## TASK BRIEF
Copy out exactly the lines from the line containing "--target overcast sky" to the end of the listing.
━━ PROVIDED ENTRIES ━━
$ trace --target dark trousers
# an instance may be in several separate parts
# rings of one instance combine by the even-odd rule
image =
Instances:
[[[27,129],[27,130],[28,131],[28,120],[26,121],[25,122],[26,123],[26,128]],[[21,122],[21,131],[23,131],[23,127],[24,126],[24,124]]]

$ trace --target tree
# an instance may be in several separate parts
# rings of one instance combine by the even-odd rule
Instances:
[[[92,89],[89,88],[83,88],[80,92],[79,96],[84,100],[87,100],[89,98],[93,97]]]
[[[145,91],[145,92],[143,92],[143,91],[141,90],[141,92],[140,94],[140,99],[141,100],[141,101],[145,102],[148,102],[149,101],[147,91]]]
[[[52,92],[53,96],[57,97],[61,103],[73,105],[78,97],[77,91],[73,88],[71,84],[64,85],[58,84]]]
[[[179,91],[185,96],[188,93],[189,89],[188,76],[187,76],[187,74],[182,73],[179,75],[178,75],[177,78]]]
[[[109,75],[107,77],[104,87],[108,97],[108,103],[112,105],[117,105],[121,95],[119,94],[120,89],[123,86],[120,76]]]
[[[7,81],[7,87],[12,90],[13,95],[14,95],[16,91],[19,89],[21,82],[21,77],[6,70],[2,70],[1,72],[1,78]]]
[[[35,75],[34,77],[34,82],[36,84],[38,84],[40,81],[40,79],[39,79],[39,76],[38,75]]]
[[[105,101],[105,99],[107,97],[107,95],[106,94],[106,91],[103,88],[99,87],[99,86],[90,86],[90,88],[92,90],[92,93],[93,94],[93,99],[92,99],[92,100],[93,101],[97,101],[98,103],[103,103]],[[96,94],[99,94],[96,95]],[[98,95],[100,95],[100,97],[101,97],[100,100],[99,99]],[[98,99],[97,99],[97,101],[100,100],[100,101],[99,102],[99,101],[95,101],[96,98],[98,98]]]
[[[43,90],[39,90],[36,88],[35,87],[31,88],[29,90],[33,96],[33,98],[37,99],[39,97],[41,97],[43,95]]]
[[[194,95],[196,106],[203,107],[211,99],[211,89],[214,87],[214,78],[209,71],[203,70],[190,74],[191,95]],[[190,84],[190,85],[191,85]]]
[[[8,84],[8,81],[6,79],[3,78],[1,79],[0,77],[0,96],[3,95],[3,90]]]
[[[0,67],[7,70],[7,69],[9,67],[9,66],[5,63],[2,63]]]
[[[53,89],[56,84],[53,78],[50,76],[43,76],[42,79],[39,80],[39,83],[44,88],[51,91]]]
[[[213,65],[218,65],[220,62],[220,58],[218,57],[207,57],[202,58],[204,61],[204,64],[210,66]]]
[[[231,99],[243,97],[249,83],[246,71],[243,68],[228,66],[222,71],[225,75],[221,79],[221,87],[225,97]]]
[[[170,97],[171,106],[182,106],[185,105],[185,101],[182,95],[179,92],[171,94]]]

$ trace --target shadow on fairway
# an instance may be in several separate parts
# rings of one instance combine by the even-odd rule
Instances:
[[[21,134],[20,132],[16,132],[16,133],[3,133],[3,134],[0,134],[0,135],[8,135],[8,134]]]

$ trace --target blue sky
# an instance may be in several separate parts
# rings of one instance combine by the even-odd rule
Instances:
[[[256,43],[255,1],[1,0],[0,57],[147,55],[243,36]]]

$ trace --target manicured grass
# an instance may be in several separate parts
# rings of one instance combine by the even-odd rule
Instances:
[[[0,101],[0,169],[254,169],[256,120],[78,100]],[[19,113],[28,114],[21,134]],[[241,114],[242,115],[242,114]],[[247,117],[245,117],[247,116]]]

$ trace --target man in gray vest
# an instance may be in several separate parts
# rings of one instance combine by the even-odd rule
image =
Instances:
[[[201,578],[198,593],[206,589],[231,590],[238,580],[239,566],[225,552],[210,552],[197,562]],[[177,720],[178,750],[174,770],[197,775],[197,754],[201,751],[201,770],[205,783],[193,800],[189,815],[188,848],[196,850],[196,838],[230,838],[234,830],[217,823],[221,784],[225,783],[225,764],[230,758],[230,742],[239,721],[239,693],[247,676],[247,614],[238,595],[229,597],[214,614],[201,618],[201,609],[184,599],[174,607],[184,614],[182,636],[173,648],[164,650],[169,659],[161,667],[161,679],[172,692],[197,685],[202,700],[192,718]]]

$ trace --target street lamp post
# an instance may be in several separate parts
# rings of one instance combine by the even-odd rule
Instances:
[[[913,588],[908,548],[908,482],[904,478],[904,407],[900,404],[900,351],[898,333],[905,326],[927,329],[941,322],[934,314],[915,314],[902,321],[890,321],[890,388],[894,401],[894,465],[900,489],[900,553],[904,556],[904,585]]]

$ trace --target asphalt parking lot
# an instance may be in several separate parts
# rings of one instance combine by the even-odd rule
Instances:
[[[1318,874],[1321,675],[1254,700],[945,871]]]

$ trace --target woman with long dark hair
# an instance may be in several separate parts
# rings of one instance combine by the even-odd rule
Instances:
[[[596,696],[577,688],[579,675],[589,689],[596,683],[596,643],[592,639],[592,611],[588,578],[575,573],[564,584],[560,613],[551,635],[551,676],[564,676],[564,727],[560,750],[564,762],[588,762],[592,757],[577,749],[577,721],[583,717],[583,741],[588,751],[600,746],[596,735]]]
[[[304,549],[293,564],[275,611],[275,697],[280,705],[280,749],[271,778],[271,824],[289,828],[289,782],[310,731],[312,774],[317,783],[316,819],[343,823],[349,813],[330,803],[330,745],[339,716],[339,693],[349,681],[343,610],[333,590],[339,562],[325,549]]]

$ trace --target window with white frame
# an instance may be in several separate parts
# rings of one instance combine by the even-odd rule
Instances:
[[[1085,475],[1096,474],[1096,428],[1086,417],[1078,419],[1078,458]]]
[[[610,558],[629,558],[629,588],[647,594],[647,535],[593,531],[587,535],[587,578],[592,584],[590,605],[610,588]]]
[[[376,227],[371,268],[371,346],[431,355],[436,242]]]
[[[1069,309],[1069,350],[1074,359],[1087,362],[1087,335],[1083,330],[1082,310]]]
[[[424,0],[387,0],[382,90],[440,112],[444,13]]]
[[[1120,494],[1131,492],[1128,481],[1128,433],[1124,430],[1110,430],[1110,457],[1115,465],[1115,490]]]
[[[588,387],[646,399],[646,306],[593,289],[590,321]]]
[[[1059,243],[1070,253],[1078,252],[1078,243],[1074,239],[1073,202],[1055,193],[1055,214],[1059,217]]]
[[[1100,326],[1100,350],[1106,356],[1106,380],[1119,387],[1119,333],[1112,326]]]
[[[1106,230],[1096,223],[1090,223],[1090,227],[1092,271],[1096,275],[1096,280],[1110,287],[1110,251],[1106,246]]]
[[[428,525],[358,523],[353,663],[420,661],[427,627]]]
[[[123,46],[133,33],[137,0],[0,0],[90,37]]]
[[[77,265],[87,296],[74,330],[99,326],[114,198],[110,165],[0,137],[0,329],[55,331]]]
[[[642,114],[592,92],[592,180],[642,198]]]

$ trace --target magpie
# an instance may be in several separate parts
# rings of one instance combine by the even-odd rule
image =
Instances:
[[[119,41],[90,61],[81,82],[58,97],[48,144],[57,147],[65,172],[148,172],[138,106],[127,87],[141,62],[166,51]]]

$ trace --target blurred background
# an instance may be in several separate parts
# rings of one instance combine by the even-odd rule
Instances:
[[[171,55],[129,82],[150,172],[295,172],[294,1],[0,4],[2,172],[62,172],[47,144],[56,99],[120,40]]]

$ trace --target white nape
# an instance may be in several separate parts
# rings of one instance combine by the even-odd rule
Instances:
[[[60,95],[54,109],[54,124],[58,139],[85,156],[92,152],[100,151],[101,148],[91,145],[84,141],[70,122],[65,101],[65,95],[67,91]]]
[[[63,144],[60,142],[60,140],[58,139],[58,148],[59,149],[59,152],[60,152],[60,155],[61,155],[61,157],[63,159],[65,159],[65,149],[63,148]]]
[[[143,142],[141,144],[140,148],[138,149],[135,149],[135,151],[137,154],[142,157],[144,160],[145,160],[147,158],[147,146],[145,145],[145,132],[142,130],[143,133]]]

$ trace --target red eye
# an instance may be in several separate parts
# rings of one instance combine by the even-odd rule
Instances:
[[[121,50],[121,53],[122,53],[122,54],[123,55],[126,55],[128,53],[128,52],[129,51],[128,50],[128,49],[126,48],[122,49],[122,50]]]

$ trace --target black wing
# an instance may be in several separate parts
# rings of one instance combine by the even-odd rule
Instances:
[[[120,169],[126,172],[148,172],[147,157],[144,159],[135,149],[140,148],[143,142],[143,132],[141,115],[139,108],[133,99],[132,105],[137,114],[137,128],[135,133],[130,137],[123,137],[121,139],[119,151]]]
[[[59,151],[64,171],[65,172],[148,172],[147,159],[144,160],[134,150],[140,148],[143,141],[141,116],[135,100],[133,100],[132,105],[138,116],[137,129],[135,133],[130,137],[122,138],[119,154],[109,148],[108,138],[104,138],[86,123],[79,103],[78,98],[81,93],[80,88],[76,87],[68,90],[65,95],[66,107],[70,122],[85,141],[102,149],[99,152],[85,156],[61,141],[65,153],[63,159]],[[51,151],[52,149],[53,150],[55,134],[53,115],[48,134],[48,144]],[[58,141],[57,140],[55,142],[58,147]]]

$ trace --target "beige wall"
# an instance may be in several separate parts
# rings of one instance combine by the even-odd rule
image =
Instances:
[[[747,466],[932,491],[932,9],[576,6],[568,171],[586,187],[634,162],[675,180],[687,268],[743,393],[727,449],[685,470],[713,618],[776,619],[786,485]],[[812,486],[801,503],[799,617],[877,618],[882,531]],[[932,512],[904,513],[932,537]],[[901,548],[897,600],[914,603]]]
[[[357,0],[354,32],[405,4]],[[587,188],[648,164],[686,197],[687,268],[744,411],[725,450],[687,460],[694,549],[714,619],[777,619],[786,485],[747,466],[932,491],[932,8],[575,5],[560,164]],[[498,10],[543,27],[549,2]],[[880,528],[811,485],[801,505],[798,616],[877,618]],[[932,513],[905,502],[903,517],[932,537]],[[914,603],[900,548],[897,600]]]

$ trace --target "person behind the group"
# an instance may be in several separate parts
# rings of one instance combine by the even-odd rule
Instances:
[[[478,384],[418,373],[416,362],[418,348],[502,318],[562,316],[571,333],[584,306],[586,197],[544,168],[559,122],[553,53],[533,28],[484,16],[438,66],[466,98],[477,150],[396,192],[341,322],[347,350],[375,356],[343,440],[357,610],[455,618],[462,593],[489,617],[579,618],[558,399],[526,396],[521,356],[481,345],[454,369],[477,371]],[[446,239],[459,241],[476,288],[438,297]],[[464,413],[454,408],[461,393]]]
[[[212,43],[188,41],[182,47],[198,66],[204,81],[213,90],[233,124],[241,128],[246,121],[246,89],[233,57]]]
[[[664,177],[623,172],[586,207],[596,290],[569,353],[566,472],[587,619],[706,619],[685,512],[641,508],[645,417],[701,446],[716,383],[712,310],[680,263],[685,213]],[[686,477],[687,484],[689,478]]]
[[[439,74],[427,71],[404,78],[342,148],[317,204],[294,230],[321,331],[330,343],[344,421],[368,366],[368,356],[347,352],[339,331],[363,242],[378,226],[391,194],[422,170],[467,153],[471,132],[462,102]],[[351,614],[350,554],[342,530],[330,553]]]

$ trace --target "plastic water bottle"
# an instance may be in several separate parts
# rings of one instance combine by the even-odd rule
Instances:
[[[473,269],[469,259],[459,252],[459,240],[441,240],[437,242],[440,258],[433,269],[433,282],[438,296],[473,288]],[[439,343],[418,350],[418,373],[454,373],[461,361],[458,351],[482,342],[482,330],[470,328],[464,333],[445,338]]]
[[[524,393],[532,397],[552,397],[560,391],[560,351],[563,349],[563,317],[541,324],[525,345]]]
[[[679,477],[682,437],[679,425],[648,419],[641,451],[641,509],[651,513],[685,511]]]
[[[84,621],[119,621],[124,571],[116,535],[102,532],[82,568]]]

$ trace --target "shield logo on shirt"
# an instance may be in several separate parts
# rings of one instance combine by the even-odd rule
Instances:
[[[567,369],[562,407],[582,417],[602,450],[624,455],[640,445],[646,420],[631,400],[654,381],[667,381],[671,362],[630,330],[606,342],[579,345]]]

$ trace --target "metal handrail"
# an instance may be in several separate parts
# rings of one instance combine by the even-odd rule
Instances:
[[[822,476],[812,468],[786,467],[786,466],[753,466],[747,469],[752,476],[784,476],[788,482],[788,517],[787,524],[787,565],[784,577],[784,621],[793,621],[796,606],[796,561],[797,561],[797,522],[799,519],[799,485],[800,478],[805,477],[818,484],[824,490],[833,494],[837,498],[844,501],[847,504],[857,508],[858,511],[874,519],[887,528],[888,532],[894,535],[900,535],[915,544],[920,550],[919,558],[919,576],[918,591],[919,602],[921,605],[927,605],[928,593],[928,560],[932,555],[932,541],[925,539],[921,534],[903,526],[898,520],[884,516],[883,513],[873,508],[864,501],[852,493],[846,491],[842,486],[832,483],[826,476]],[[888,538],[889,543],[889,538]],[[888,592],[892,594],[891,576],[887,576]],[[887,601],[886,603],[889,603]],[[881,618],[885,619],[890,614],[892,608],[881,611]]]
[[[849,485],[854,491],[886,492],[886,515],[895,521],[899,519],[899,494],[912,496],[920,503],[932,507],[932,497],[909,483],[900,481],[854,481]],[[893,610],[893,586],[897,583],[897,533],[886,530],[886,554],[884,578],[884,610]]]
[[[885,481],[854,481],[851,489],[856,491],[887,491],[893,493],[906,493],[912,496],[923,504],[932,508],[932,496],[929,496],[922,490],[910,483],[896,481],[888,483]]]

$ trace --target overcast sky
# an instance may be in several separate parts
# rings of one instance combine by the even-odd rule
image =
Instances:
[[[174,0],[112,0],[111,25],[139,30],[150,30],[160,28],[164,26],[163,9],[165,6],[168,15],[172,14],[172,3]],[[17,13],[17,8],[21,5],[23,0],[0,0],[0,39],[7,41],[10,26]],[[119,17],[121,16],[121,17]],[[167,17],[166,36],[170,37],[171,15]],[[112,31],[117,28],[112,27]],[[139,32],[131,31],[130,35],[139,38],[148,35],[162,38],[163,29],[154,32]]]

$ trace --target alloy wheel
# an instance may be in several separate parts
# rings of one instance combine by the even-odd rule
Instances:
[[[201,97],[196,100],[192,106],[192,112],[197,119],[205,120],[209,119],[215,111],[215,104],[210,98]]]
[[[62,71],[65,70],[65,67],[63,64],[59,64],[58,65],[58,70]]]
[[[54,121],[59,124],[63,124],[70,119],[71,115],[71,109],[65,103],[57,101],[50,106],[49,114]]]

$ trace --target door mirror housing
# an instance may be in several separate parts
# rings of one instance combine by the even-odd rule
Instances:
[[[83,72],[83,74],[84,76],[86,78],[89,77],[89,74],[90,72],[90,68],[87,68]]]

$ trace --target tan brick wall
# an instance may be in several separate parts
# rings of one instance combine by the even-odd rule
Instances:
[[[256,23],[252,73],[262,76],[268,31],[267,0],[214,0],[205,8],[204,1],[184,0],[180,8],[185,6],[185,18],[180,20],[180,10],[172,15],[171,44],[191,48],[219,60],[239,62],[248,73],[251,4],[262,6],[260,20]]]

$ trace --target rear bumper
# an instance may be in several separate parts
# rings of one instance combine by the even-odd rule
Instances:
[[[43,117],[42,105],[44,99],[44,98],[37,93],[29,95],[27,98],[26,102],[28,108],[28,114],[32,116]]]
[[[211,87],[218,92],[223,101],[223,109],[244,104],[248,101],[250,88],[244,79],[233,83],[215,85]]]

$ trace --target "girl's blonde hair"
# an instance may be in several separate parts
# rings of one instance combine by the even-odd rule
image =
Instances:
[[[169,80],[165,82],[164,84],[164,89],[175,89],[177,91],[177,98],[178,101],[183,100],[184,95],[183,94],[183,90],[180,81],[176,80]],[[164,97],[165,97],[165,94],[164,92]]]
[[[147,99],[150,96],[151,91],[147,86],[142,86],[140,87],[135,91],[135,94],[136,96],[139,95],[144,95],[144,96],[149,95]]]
━━━
## FULL RESPONSE
$ trace --target overcast sky
# an instance may be in several separate parts
# rings of one instance combine by the even-odd rule
image =
Instances:
[[[174,0],[112,0],[111,25],[139,30],[150,30],[160,28],[164,26],[163,9],[165,6],[168,15],[172,14],[172,3]],[[17,13],[17,8],[21,5],[23,0],[0,0],[0,39],[7,41],[10,26]],[[119,17],[121,16],[121,17]],[[167,17],[166,36],[170,37],[171,15]],[[112,31],[117,28],[112,27]],[[139,32],[131,31],[130,35],[139,38],[148,35],[162,38],[163,29],[154,32]]]

$ trace --target alloy wheel
# an instance may be in several separate parts
# rings of one instance combine by the even-odd rule
Instances:
[[[201,97],[196,100],[192,106],[192,112],[197,119],[205,120],[209,119],[215,111],[215,104],[210,98]]]
[[[62,71],[65,70],[65,67],[63,64],[59,64],[58,65],[58,70]]]
[[[54,121],[59,124],[63,124],[70,119],[71,115],[71,109],[65,103],[57,101],[50,106],[49,114]]]

$ trace --target door mirror housing
# an instance may be in several separate parts
# rings of one instance combine by the even-odd rule
Instances:
[[[83,72],[83,74],[84,76],[86,78],[89,77],[89,74],[90,72],[90,68],[87,68]]]

$ trace --target tan brick wall
# an instance may be in several separate parts
# rings of one instance combine by the even-odd rule
Instances:
[[[256,23],[252,73],[262,76],[268,31],[267,0],[214,0],[205,8],[204,1],[184,0],[180,8],[185,6],[185,18],[180,20],[180,10],[172,15],[171,44],[191,48],[219,60],[239,62],[248,73],[251,4],[262,6],[260,20]]]

$ trace --target rear bumper
# an instance may be in several separate parts
# rings of one instance combine by the even-odd rule
Instances:
[[[43,117],[42,105],[44,99],[44,98],[37,93],[29,95],[27,98],[26,102],[28,108],[28,114],[32,116]]]
[[[211,87],[218,92],[223,101],[223,109],[244,104],[248,101],[250,88],[244,79],[233,83],[215,85]]]

$ trace --target "girl's blonde hair"
# an instance may be in several separate parts
# rings of one instance combine by the even-odd rule
image =
Instances:
[[[169,80],[165,82],[164,84],[164,89],[175,89],[177,91],[177,98],[178,101],[183,100],[184,95],[183,94],[183,90],[180,81],[176,80]],[[164,97],[165,97],[165,94],[164,92]]]
[[[147,99],[150,96],[151,91],[147,86],[142,86],[140,87],[135,91],[135,94],[136,96],[139,95],[144,95],[144,96],[149,95]]]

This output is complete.